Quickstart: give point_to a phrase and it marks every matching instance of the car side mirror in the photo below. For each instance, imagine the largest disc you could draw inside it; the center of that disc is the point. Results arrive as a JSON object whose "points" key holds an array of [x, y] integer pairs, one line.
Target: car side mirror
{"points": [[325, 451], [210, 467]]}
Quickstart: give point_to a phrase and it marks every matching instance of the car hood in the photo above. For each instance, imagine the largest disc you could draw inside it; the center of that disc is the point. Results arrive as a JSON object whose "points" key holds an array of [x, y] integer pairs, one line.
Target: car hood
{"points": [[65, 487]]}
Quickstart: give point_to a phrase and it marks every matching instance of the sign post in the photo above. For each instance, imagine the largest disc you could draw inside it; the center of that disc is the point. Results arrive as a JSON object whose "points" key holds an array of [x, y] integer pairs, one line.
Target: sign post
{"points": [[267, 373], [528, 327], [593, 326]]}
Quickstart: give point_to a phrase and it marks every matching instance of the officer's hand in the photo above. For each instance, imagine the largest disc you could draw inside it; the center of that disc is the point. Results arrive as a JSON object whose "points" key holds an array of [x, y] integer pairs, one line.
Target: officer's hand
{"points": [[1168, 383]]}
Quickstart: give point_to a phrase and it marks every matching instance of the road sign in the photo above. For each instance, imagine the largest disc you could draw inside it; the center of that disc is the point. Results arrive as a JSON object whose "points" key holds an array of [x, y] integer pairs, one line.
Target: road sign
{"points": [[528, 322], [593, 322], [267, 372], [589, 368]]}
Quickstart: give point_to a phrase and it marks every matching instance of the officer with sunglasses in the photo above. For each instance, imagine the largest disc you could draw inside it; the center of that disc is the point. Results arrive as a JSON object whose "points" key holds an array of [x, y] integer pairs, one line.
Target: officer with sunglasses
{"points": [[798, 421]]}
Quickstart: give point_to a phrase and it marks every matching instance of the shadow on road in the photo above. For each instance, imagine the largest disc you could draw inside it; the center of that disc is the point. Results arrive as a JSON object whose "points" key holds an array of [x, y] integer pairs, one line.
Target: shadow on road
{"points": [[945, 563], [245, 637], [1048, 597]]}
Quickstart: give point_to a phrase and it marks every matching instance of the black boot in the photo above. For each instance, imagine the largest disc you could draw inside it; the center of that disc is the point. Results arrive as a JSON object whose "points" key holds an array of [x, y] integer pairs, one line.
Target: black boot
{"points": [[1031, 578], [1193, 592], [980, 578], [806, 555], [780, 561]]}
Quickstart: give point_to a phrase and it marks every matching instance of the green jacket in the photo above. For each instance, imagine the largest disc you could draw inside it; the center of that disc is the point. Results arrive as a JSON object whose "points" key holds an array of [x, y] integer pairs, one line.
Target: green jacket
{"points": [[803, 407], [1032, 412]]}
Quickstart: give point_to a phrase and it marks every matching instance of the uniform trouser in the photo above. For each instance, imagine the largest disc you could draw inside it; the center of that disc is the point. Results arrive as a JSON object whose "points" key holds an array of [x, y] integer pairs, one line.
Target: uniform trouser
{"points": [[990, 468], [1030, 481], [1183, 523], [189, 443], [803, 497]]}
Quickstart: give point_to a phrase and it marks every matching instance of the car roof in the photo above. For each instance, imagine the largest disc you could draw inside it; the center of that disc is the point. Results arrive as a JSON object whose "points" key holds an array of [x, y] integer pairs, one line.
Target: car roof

══════════

* Exercise aim *
Set down verbatim the lines of the records from the line containing "of the black" through the line containing "Target: black boot", with both of those lines included.

* Final result *
Quickstart: give point_to a phrase and it marks every matching instance of the black boot in the photo above. For each instance, imagine the largest disc you could draw inside it; the center of that disc is the point. Results arrive as a JSON object whose "points" key holds an array of [x, y] integer pairs, one line.
Target: black boot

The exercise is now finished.